EXERCISE DIRECTIONS – Your job is to retype all of the data word for word, leaving every image out.

EXCERPTED RECORDS –
- - - - - - -
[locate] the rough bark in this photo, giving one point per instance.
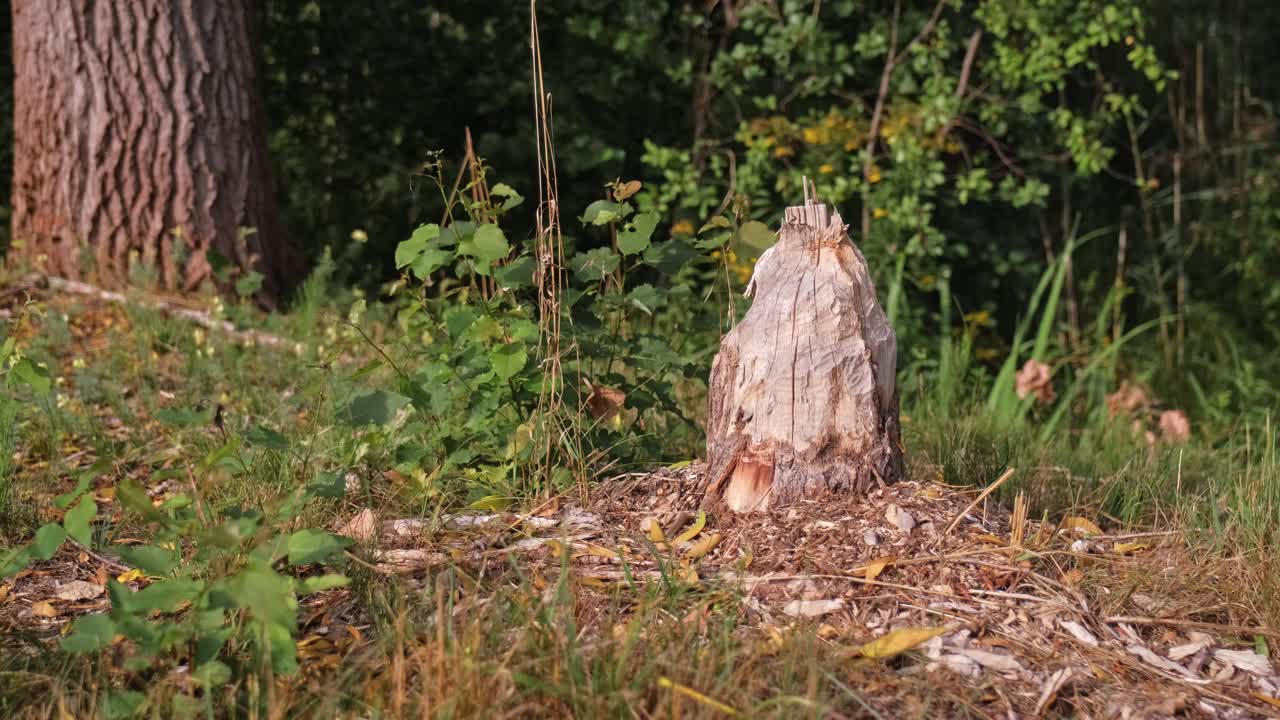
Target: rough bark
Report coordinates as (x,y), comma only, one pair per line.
(138,136)
(803,396)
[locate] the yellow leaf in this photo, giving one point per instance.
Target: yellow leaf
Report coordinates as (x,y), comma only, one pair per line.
(874,568)
(899,642)
(44,609)
(1082,524)
(699,523)
(131,575)
(663,682)
(654,529)
(703,546)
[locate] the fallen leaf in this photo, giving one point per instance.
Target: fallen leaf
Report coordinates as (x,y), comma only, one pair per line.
(703,546)
(1246,660)
(361,528)
(812,607)
(873,569)
(653,529)
(44,609)
(899,642)
(1080,524)
(80,589)
(699,523)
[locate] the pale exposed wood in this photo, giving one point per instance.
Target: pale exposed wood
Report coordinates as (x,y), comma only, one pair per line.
(803,396)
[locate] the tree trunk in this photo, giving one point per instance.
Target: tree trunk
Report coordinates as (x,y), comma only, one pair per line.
(803,396)
(138,137)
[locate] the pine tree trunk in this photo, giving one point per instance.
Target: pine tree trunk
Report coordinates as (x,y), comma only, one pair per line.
(138,137)
(803,397)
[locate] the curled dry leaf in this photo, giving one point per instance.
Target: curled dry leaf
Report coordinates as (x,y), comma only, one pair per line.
(361,528)
(1036,378)
(812,607)
(899,642)
(1174,427)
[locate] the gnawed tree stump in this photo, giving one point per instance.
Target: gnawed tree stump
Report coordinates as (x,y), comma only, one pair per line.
(803,396)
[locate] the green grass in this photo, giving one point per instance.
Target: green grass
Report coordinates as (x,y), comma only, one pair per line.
(456,647)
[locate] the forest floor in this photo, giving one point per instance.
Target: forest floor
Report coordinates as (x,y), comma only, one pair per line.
(920,600)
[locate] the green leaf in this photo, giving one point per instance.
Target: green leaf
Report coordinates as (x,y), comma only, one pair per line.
(320,583)
(670,256)
(408,250)
(266,437)
(49,538)
(457,319)
(595,264)
(647,297)
(36,377)
(147,557)
(328,484)
(90,633)
(430,260)
(512,197)
(517,273)
(315,546)
(635,237)
(490,244)
(265,593)
(604,212)
(375,408)
(508,359)
(78,520)
(165,596)
(752,240)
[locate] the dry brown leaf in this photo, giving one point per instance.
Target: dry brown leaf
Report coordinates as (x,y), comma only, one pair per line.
(899,642)
(44,609)
(703,546)
(699,523)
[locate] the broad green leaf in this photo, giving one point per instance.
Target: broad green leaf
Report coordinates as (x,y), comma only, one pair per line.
(49,538)
(36,377)
(752,240)
(266,437)
(517,273)
(319,583)
(147,557)
(375,408)
(90,633)
(635,237)
(408,250)
(490,244)
(508,359)
(430,260)
(310,546)
(78,520)
(594,264)
(265,593)
(604,212)
(328,484)
(512,197)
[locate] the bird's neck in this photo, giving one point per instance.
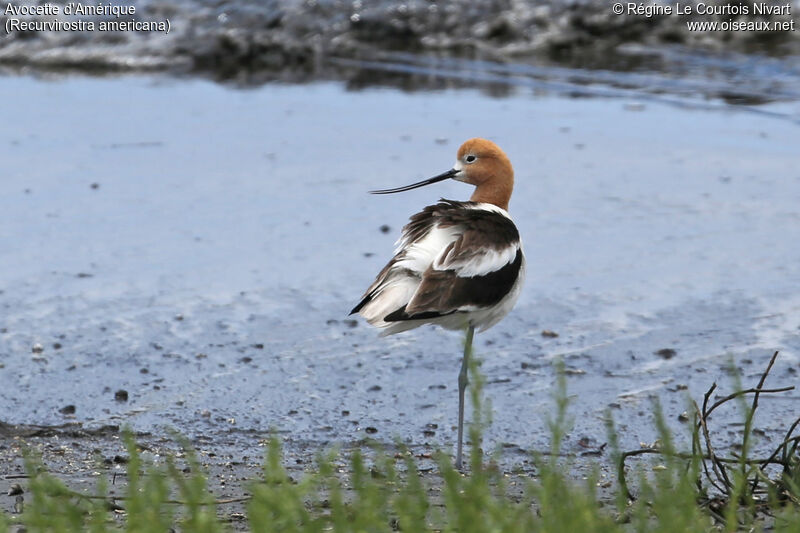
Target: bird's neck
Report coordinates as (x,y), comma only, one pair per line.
(493,192)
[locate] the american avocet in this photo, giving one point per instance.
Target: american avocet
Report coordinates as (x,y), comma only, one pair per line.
(457,264)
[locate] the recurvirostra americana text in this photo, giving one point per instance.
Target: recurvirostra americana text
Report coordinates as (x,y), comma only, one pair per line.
(457,264)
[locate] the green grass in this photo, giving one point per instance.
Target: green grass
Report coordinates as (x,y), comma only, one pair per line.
(379,492)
- - - - - - -
FINAL RESULT –
[locate] the rough bark in this photo, giving one point per instance.
Target: rough bark
Report coordinates as (x,y), comma only, one pair per line.
(138,136)
(803,396)
[locate] the yellow leaf in this photo, giving one point per instance.
Target: yellow leaf
Report coordinates as (x,y), comma only, one pair per line.
(874,568)
(899,642)
(44,609)
(1082,524)
(699,523)
(131,575)
(663,682)
(654,529)
(703,546)
[locate] the fallen leaf in this photo, giving one point per instance.
Target: fallen leaf
Report coordinates as (x,y), comma only, one pair per line.
(703,546)
(1246,660)
(361,528)
(812,607)
(873,569)
(653,529)
(44,609)
(899,642)
(1080,524)
(80,589)
(699,523)
[locate] the pale exposed wood in this photo, giving one point per instance.
Target: pale exposed wood
Report coordinates as (x,y), comma only, one pair per line.
(803,396)
[locate] the tree trunk in this photo, giving one point per instance.
Target: tree trunk
Report coordinates as (x,y), comma only, one pair per line.
(803,396)
(138,137)
[locate] the pine tree trunk in this photo, giving one point per instance.
Target: pine tree trunk
Report coordinates as (x,y), comma only, one pair per line.
(138,137)
(803,397)
[locate] the curled dry leaf in this photo, giving one point per instance.
Target: curled dry leaf
Report coordinates as (x,y), comma only, one pair per line.
(361,528)
(1036,378)
(812,607)
(899,642)
(1174,427)
[locate] the gnawed tree stump in this photo, giving one point per instance.
Target: gnawed tree stump
Report coordinates as (x,y), comma only, one pair per line.
(803,396)
[locate] the green grass in this photo, giving one point per instance.
Target: green grass
Report coordinates as (x,y), comma only, one pair per line.
(456,647)
[locate] the forest floor in this photo, giving one point per instance.
Target: forest floor
Report coordinates as (x,y), comma only, one pair per line.
(920,600)
[locate] the green leaf in this photo, giving one point per instance.
Target: green leaf
Report coordinates as (x,y), comma only, one pair per line.
(320,583)
(670,256)
(408,250)
(266,437)
(49,538)
(457,319)
(595,264)
(647,297)
(36,377)
(147,557)
(328,484)
(90,633)
(430,260)
(512,197)
(517,273)
(315,546)
(635,237)
(490,244)
(265,593)
(604,212)
(375,408)
(508,359)
(78,520)
(165,596)
(752,240)
[locate] the dry brown leaf in this photo, giving one point per instance.
Target: dry brown leaf
Report coordinates as (x,y), comma only, one pair per line.
(899,642)
(44,609)
(703,546)
(699,523)
[locate] the broad green leaf in this photo, giving one point per instance.
Target: broad green leaf
Report coordinates as (x,y), comma only, one pair per line.
(49,538)
(36,377)
(752,240)
(266,437)
(517,273)
(319,583)
(147,557)
(375,408)
(90,633)
(635,237)
(408,250)
(490,244)
(508,359)
(430,260)
(310,546)
(78,520)
(594,264)
(265,593)
(604,212)
(328,484)
(512,197)
[locate] the bird's neck in this photo, giving one point per instance.
Target: bird's neck
Report coordinates as (x,y), comma only, one pair per line.
(493,192)
[locate] the american avocet in this photo, giving one point per instance.
Target: american avocet
Report coordinates as (x,y), comma only, one pair per line.
(457,264)
[locate] the recurvirostra americana text in this photo, giving one point per instance.
Target: recurvirostra americana text
Report coordinates as (x,y), comma only, one pair per line.
(457,264)
[locate] the green grass in this photo, giving one point per instance.
Target: green grass
Report coordinates as (x,y), comma only, one pair per line.
(379,492)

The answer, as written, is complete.